About this task - Go through the data below. Pull out every line that has the word "truck".
(Data for this exercise)
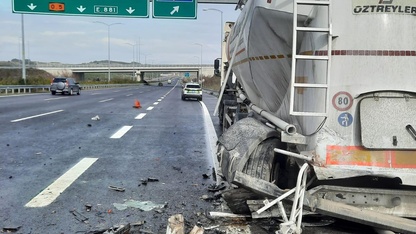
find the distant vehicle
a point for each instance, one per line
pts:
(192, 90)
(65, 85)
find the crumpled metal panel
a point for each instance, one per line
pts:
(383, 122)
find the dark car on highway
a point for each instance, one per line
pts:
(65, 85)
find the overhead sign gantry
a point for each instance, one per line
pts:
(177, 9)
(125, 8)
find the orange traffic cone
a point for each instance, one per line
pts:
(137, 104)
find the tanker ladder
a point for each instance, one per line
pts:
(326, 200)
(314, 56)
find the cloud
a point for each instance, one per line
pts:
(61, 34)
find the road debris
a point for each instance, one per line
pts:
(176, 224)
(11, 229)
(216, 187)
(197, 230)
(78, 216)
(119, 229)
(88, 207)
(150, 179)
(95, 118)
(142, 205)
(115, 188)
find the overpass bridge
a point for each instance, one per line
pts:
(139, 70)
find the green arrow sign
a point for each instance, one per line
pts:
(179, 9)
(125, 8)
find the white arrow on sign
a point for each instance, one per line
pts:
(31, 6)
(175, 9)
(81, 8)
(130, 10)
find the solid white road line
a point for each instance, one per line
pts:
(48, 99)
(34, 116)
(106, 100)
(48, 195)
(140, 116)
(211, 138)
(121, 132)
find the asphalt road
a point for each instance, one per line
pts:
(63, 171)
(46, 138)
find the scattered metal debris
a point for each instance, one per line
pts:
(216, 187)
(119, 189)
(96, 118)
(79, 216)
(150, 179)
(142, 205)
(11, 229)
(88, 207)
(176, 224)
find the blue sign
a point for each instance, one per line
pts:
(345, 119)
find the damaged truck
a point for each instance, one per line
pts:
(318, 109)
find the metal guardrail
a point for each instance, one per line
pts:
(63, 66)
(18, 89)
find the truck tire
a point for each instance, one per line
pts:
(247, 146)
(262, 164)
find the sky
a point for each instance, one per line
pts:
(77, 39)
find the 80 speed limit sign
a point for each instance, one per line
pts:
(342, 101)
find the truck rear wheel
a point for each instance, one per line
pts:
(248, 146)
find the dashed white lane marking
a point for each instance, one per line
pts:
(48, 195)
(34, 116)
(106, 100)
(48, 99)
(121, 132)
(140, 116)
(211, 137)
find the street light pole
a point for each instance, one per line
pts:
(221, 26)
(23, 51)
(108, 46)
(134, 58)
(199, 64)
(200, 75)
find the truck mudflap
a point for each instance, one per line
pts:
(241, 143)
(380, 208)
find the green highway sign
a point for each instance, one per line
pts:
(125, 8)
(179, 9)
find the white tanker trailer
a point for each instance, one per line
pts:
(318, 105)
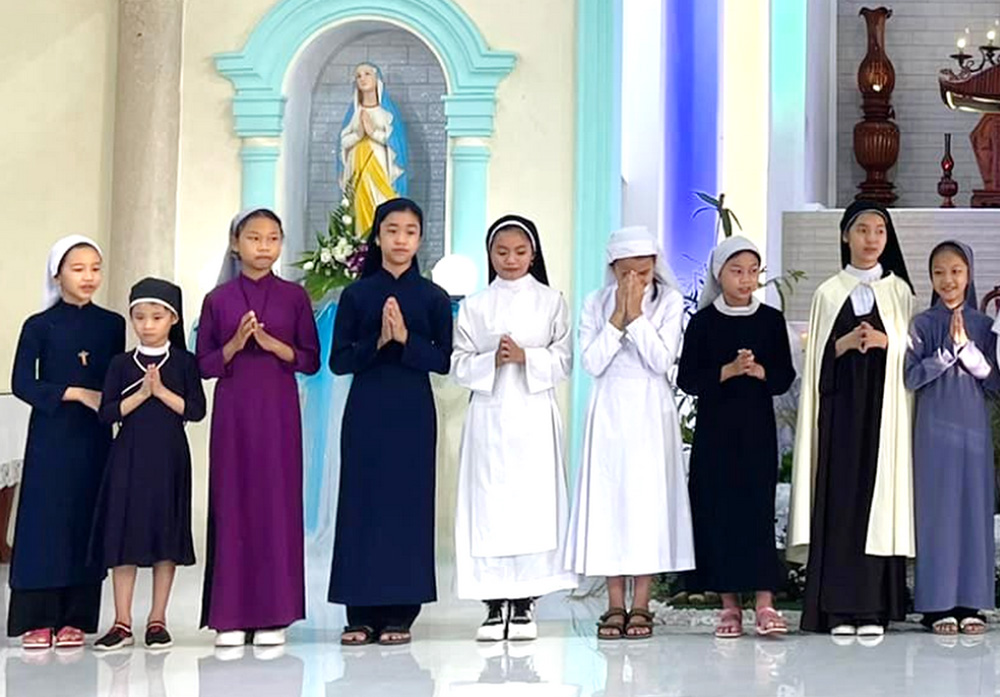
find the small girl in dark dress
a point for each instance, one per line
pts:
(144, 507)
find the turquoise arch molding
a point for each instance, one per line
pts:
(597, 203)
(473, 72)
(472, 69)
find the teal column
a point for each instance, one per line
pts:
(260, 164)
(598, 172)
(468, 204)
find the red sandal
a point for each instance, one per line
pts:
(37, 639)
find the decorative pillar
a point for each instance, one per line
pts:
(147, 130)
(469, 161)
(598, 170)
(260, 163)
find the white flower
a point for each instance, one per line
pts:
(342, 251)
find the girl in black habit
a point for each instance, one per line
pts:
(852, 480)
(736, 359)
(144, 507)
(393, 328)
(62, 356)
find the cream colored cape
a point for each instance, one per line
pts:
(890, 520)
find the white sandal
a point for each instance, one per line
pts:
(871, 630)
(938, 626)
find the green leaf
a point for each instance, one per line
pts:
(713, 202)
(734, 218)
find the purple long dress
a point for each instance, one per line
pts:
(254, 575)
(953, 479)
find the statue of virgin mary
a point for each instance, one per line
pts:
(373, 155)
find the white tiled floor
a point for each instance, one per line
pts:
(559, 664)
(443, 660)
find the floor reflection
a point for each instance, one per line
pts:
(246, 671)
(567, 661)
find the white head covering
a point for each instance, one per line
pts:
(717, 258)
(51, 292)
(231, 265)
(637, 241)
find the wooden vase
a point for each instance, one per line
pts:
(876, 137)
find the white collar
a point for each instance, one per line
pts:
(End Data for this exercise)
Solution for this problem -
find the damaged truck
find the truck tire
find the truck rear wheel
find the truck mudflap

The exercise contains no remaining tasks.